▶ Passage shown
Matt Nixon does the same thing that Tieri has done: he plays to the audience that's into Wolverine's "Kewl" factor. Clarity, plausiblity and characterization are secondary concerns here, if they're addressed at all. Younger readers might get a kick out of this story, but it's nothing we haven't seen before. Wolverine continues to stand out as a title that's all style no substance... and to be honest, I'm not even that impressed with the style part of the equation.
Logan hooks up with his monster-slaying priest friend, Father Braun, who warns the feral mutant that there's a conspiracy within the Catholic Church led by Cardinal Panzer, whom some refer to as the Shadow Pope. It seems Panzer has found a way to convert people to Catholicism against their will, and he has metahuman agents such as the blade-wielding Dogma to help him in his nefarious mission.
Fraga certainly has developed his style since the days when he was little more than a Rob Liefeld imitator. Mind you, it's still the flaws, not the strengths, in his work that catch my eye. There's no consistency in the portrayal of the characters, and anatomy gets slightly distorted. The Dogma design is visually uninteresting as well.
A mind-control plot with the church, you say? Evil cardinals? Metahuman emissaries? You know, the Catholic Church has been in the news a lot lately, and this clumsy, oversimplified and even silly plot pales in comparison to the real-life crimes that have gone on behind closed doors. This dark cloud has loomed over the Catholic Church for years, and in light of that reality, of that context, Nixon's decision to transform a cardinal into a one-dimensional super-villain seems ill-advised.

▶ Written request 1
Count the lines of the records that contain the string "pink", treating uppercase and lowercase as different, and give only the number.
The review and the records have no connection to each other.

▶ Records shown
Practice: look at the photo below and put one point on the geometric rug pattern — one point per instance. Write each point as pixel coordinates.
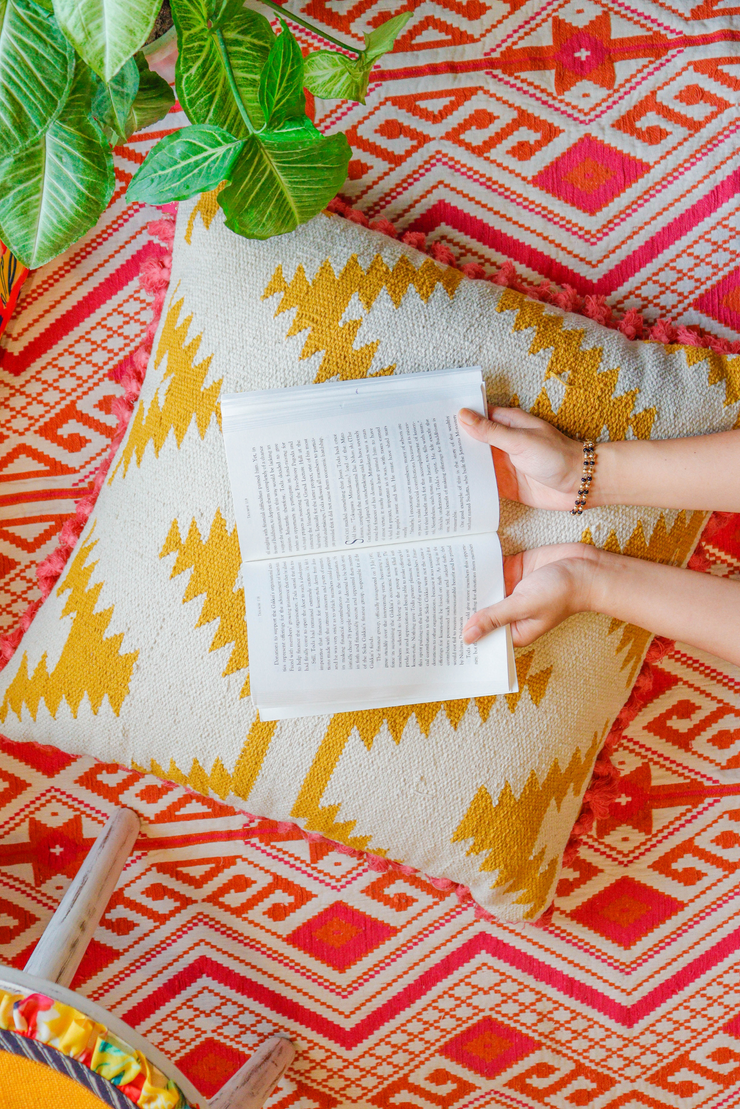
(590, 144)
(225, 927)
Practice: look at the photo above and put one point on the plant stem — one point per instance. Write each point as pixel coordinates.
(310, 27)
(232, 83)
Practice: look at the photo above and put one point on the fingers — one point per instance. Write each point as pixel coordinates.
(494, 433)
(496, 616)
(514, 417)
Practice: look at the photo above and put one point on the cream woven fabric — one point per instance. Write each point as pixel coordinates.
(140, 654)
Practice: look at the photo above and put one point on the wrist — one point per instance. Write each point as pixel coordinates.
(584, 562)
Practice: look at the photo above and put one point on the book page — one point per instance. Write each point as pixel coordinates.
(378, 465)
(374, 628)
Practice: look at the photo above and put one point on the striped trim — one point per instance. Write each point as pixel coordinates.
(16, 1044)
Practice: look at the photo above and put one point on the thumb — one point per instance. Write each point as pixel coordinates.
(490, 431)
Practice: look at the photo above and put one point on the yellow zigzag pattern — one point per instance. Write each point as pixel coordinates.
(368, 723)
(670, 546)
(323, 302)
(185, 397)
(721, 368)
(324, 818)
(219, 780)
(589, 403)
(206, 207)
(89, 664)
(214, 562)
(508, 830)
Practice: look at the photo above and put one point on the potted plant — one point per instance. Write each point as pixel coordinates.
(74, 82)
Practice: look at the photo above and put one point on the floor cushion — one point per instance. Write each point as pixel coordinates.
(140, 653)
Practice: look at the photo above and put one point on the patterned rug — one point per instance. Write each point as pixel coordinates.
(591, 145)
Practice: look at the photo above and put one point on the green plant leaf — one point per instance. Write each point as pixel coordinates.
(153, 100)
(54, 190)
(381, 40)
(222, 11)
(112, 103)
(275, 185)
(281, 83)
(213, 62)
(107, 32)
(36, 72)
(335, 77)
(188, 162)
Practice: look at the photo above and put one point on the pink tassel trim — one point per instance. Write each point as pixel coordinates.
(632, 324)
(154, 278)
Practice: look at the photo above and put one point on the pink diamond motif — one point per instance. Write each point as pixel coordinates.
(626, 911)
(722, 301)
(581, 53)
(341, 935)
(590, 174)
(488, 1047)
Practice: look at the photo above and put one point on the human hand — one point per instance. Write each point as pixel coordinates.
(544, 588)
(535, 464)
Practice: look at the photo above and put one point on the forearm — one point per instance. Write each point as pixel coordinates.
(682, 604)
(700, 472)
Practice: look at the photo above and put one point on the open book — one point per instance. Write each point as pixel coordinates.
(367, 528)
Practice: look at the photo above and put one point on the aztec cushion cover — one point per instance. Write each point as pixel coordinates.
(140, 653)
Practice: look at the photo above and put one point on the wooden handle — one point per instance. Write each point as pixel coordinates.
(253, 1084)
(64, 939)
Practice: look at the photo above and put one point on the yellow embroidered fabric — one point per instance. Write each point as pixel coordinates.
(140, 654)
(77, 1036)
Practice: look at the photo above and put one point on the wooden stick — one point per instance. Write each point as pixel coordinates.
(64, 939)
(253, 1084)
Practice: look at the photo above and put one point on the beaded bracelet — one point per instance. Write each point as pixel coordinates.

==

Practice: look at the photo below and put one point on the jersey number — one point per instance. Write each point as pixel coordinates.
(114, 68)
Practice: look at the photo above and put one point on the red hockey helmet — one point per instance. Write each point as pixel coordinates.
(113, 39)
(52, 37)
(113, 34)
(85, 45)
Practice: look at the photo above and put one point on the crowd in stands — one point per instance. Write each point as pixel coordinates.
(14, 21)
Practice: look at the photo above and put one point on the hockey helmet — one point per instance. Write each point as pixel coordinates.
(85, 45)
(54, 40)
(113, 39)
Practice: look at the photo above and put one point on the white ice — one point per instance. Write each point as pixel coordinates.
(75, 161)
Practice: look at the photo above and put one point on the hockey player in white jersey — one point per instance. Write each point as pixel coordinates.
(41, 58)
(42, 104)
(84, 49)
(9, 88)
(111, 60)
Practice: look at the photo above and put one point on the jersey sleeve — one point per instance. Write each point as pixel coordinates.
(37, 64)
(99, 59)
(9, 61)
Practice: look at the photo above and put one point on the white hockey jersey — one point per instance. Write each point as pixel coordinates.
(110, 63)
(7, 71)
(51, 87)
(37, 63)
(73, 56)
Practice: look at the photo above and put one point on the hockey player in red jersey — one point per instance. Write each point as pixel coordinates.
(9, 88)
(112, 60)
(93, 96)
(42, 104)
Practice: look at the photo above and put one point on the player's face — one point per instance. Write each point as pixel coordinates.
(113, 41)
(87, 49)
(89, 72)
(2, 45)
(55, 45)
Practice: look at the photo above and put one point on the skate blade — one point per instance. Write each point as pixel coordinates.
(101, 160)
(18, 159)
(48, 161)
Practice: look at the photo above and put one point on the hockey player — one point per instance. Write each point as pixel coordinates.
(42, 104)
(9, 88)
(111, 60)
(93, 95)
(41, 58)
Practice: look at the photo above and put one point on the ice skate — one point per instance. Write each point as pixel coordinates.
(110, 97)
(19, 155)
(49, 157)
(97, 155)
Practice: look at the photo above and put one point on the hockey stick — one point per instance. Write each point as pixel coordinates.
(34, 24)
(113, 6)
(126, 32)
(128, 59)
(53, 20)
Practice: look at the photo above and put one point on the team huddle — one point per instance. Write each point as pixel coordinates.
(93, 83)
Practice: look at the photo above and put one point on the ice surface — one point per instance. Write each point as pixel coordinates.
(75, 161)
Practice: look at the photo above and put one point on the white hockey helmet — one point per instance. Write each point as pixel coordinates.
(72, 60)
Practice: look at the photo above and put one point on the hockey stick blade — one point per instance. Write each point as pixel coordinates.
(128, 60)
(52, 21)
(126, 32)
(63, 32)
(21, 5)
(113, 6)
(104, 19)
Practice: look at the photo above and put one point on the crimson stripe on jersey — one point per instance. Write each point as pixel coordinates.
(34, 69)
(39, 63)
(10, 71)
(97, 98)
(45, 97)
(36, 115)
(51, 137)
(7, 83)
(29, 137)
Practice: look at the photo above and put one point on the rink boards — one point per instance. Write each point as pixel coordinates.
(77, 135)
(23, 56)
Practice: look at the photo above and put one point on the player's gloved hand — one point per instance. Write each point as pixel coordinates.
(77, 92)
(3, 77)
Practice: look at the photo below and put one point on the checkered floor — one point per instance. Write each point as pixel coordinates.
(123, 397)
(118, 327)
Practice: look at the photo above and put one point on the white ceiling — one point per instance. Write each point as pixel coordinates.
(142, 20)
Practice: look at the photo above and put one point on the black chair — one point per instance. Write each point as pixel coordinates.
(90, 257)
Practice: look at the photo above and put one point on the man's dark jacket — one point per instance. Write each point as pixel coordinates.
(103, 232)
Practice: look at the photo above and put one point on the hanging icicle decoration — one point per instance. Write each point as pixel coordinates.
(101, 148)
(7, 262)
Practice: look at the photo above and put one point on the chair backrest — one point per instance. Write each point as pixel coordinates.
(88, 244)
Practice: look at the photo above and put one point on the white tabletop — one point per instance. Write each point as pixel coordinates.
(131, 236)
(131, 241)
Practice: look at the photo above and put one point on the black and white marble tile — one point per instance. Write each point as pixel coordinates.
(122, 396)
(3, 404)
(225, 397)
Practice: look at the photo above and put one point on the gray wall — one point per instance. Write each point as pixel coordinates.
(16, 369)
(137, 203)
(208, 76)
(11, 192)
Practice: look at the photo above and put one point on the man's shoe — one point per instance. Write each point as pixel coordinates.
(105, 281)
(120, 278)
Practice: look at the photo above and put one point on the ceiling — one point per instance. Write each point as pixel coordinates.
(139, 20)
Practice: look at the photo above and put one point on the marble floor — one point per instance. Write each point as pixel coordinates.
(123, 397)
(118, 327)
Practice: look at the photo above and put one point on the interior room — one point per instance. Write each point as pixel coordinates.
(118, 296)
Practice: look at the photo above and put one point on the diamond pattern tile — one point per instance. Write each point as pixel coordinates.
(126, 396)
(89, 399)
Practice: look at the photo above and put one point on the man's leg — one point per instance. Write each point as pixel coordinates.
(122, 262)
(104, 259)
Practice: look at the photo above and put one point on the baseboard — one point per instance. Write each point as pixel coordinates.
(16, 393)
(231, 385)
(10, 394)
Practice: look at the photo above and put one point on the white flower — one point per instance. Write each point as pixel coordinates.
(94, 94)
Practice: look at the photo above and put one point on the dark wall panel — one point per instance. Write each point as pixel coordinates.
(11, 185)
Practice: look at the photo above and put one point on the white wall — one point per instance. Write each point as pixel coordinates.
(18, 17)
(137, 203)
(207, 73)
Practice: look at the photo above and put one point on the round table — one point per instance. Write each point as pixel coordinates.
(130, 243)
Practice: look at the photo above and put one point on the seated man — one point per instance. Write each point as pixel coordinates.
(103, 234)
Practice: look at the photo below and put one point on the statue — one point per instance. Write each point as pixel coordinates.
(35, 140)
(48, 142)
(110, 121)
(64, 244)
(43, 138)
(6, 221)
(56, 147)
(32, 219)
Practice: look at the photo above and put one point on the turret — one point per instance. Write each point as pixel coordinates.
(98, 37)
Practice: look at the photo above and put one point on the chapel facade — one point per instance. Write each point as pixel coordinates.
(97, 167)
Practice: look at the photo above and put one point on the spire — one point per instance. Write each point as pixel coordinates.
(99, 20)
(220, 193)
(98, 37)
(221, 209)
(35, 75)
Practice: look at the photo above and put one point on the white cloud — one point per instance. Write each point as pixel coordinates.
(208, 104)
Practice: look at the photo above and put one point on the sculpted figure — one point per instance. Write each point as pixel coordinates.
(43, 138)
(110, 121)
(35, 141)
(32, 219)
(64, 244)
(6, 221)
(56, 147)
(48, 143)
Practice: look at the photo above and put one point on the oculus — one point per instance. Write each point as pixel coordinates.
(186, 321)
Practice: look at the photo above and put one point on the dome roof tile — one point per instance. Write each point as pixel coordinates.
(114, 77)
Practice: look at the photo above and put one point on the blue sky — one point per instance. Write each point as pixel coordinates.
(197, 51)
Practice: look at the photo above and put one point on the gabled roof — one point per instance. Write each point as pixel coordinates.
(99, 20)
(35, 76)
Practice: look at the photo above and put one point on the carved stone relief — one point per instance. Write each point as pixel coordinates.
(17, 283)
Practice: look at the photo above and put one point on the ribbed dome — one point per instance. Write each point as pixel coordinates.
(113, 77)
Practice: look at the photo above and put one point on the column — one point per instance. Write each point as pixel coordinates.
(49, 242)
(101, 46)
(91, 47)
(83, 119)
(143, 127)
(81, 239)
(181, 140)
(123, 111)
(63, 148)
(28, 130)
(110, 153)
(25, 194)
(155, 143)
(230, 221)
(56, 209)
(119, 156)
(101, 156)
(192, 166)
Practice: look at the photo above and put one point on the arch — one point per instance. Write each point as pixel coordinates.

---

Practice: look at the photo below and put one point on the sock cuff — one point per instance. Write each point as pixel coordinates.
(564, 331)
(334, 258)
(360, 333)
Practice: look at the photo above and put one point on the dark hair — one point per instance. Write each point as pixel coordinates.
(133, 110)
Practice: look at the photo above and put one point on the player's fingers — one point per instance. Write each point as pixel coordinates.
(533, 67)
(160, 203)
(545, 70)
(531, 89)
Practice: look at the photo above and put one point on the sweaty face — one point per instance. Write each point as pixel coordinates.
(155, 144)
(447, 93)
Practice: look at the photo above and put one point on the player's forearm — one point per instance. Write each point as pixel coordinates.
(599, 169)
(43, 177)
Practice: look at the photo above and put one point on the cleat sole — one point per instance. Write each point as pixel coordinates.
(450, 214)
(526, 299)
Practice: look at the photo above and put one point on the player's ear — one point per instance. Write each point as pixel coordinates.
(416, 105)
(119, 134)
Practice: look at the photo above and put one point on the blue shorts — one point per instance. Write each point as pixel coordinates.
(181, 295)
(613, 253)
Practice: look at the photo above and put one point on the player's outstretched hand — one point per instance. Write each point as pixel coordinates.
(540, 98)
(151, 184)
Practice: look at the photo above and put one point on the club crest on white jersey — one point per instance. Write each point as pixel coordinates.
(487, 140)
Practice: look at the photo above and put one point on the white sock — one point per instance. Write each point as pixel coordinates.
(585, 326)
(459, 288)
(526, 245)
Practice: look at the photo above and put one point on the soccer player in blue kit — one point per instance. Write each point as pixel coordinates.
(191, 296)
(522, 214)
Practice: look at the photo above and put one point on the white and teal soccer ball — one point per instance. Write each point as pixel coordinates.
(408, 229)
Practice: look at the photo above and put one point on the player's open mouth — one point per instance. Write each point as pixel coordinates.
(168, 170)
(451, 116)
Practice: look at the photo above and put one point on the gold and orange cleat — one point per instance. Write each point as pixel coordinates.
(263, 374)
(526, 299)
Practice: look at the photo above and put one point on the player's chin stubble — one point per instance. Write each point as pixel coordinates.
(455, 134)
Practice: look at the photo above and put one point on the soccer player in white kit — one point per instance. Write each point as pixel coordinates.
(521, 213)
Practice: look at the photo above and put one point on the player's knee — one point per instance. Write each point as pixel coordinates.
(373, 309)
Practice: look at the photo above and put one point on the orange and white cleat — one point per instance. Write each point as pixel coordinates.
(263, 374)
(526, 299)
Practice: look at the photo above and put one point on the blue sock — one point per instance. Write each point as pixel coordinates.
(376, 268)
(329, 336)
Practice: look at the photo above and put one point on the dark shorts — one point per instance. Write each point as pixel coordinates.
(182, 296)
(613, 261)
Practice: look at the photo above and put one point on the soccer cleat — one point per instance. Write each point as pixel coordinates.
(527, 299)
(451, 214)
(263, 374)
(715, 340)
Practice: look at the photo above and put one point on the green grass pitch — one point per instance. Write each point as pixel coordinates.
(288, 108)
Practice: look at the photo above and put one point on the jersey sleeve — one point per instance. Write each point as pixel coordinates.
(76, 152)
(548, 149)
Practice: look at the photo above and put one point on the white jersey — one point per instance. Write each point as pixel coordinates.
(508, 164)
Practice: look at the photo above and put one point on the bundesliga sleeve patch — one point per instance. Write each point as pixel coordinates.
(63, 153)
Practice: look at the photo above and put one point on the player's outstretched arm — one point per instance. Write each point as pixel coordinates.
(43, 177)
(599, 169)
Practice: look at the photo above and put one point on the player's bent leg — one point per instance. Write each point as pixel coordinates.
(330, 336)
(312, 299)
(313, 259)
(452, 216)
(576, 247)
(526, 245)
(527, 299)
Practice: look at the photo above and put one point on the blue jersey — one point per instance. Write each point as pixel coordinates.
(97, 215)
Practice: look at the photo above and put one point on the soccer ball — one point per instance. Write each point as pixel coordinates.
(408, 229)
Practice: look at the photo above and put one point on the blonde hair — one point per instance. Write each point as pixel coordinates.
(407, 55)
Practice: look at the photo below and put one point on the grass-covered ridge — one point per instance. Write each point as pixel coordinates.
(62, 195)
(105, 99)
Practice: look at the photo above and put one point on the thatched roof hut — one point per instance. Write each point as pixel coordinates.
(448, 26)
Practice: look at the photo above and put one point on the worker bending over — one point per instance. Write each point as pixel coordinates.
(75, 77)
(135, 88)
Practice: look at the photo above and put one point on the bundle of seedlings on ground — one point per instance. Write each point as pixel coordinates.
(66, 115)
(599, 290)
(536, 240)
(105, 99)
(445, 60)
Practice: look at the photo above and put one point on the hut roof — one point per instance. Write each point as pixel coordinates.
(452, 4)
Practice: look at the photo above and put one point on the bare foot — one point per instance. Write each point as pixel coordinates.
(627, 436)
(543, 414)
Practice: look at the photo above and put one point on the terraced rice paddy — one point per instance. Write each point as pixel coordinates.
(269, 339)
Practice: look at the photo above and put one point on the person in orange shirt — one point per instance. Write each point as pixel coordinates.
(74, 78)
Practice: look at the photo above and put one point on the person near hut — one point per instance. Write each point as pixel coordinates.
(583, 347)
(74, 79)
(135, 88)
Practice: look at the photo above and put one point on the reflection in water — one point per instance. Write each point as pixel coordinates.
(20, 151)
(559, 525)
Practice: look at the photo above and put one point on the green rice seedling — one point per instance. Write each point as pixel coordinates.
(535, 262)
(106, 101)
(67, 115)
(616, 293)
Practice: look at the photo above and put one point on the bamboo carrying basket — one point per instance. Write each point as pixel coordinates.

▶ Written request 2
Answer these questions using the Wolverine comic review:
(a) According to the review, Matt Nixon does the same thing as which other writer?
(b) Who does Father Braun say leads the conspiracy within the Catholic Church?
(c) Whose imitator does the review say Fraga once was?

▶ Written answer 1
2

▶ Written answer 2
(a) Tieri
(b) Cardinal Panzer
(c) Rob Liefeld